Passage:

Laurie Penny on rising tuition fees: A breathtaking attack on social mobility

Lifting the cap on tuition fees isn't just an attack on young people -- it's much, much worse than that.

By Laurie Penny

It’s worse than we feared. The Browne report, released today, advises the government that the best way to fund a “competitive” higher education system and provide businesses with the goods, services and skills that they require is to replace state funding of higher education with a punitive fees system which is set to triple and or even quadruple the amount that British students have to pay to attend university. This provides the coalition with all the excuse it needed to turn our universities into cowed commercial spaces, crammed with young people so terrified of their mounting debts that they will fashion themselves into obedient corporate drones with less of the soul-searching that goes on in today’s academy.

Once they have graduated, rather than having their loan charges frozen as is currently the case, students will be obliged to pay interest at market rates, meaning that the poorest students will potentially be paying thousands of pounds’ worth of extra interest over 30 years. Meanwhile, the very wealthy, who do not need loans, and the middle-aged and elderly, who enjoyed free higher education paid for through progressive taxation, will see their odds of remaining “competitive” in the meat market of modern moneymaking vastly improved.

This is a breathtaking attack on social mobility. The report, which is likely to be directly incorporated into policy, is a statement in bald black and white that neoliberal political doctrine will now be more mercilessly pursued than it ever was under New Labour. At root, the Browne report is not about what students and graduates are willing or able to pay, but about what the government is unwilling to pay to fund a higher education system that, with its fusty emphasis on learning and personal development, has always contradicted to some extent the interests of profit.

Written exercise 1:
According to the tuition fees article, why could the poorest students end up paying thousands of pounds in extra interest?
The entries that come next have no connection to the tuition fees article.

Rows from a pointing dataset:
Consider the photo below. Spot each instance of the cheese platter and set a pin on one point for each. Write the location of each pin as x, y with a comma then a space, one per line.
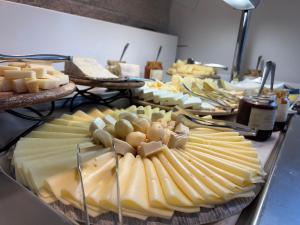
169, 173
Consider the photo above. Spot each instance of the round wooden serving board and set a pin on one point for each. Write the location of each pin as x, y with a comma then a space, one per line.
13, 100
206, 215
194, 111
114, 84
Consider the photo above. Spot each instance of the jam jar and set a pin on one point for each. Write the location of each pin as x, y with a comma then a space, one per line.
259, 113
152, 65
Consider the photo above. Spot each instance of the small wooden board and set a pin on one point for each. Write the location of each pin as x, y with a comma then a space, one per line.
194, 111
14, 100
113, 84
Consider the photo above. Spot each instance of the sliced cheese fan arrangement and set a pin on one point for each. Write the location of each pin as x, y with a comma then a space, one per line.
209, 96
164, 166
30, 77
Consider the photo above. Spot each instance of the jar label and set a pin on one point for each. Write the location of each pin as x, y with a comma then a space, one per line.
262, 119
282, 112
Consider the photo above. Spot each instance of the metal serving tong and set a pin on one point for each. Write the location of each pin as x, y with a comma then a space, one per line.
270, 67
221, 124
87, 218
120, 215
217, 102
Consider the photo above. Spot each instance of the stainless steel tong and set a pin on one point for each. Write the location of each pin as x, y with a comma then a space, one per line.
218, 103
120, 215
201, 122
87, 218
270, 67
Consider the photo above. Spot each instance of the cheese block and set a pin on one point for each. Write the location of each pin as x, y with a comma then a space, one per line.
15, 74
46, 67
47, 84
3, 68
90, 68
40, 72
19, 86
32, 85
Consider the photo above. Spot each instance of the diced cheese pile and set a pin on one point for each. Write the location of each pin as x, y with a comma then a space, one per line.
182, 68
210, 167
23, 77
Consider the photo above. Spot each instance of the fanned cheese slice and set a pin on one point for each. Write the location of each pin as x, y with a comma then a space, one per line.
174, 196
193, 195
156, 195
236, 179
219, 188
236, 158
136, 195
206, 193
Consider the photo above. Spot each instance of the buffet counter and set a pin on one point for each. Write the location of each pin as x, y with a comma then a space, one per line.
282, 172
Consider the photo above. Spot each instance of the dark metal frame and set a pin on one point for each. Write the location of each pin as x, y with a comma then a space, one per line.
96, 99
39, 117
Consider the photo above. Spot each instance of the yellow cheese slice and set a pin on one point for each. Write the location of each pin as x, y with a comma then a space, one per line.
250, 162
174, 196
136, 195
156, 195
208, 178
185, 187
207, 194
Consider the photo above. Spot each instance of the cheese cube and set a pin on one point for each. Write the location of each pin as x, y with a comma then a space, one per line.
46, 67
19, 86
3, 68
32, 85
40, 72
6, 85
14, 74
177, 141
122, 147
182, 129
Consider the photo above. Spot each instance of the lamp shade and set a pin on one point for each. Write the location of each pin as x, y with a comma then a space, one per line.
243, 4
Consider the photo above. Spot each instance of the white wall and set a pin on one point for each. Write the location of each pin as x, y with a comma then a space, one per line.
28, 30
210, 30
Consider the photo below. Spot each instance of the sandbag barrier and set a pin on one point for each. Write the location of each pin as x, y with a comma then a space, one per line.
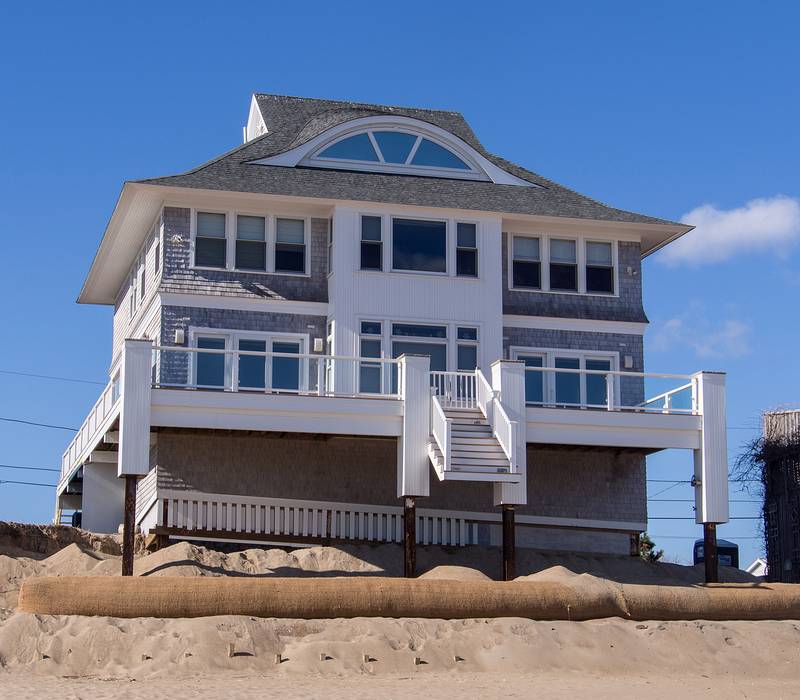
171, 597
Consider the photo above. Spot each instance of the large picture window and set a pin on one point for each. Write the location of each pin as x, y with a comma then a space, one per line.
210, 243
419, 246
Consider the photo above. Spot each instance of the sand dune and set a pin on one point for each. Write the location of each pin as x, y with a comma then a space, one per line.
508, 657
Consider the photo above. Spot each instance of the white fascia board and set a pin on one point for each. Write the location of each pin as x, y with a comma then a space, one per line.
210, 301
573, 324
655, 431
177, 408
291, 158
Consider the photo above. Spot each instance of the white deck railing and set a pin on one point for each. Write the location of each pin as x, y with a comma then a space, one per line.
455, 389
102, 413
274, 372
503, 427
604, 389
440, 429
186, 512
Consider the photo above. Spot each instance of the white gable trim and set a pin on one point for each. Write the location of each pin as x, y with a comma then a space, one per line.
299, 154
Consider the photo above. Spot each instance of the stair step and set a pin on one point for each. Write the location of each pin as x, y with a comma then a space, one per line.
479, 448
465, 461
480, 470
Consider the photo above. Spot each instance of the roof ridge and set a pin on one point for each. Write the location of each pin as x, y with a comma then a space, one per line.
351, 103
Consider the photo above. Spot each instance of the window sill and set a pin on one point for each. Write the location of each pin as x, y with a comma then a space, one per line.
411, 273
565, 293
236, 270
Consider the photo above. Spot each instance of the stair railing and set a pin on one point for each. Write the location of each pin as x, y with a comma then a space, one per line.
440, 429
503, 428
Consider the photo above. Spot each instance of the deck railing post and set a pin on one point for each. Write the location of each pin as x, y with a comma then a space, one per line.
711, 462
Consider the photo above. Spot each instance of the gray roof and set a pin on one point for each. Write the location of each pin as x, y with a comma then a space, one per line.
292, 121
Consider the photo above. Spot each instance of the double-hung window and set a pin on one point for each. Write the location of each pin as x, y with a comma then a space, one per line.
466, 250
419, 246
371, 243
290, 245
563, 265
251, 243
210, 242
466, 348
599, 268
526, 263
370, 376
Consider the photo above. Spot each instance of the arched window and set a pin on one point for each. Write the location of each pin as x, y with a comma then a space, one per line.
395, 150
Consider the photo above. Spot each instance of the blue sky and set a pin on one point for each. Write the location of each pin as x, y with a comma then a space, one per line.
654, 107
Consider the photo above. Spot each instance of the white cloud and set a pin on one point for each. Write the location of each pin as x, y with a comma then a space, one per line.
707, 338
769, 223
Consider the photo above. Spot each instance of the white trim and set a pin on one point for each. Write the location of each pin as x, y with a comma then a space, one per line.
544, 263
574, 324
210, 301
549, 355
270, 240
496, 174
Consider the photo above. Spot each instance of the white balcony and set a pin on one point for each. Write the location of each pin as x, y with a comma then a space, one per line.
467, 426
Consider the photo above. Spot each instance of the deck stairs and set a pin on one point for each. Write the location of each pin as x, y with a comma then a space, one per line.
475, 452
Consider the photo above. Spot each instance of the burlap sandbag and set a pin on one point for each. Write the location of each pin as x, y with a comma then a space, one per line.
162, 596
722, 601
387, 597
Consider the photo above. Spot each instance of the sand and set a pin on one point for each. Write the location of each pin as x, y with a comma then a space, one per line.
43, 656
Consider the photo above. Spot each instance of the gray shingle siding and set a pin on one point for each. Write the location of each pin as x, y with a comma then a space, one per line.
173, 366
625, 307
631, 388
179, 276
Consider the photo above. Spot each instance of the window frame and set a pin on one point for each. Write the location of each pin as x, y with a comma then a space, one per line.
577, 264
270, 223
473, 171
476, 249
194, 237
235, 230
382, 257
512, 260
448, 257
549, 355
232, 338
306, 246
544, 262
451, 340
614, 265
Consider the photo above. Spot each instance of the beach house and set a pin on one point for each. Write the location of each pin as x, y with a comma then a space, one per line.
360, 325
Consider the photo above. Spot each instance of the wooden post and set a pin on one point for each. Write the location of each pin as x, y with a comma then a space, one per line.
710, 552
509, 545
409, 537
128, 524
635, 544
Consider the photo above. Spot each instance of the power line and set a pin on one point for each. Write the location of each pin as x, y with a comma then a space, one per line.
673, 517
39, 425
689, 537
687, 500
50, 376
32, 469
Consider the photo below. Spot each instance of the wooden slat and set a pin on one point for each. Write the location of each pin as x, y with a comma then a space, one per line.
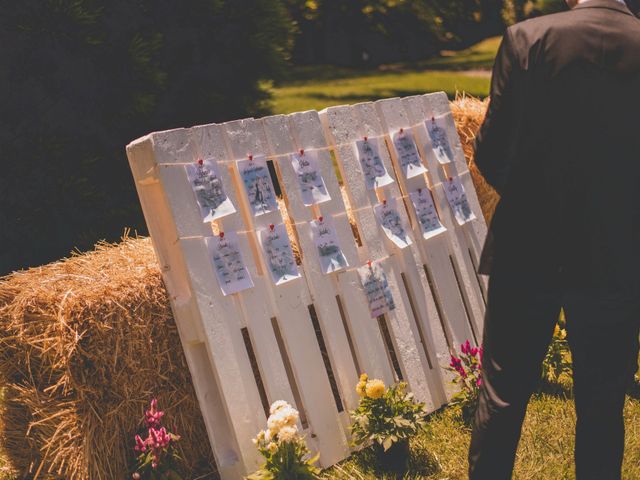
291, 301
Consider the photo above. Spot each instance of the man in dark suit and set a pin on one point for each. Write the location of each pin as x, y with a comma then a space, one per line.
561, 144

Written exercise 2:
Gather every line of the entries that contains the word "board".

Complete output 1:
After graduating, students will no longer have their loan charges frozen as they are now. They will instead have to pay interest at market rates, which over 30 years could add up to thousands of pounds for the poorest students.

Complete output 2:
Consider the photo above. Spot each instance of the round wooden serving board and set a pin on one point for each. Write the location of each pin as x, y with a comma then a space, one per line.
Consider the photo above. Spot each instance of the small wooden board and set a pin on one point for each. Write the location of each pin as x, y with a comma then a space, one per line.
Consider the photo above. Spot each instance of the white fascia board and set a pin on one point for each. Write the location of each pin as x, y with a comma then a space, one per line.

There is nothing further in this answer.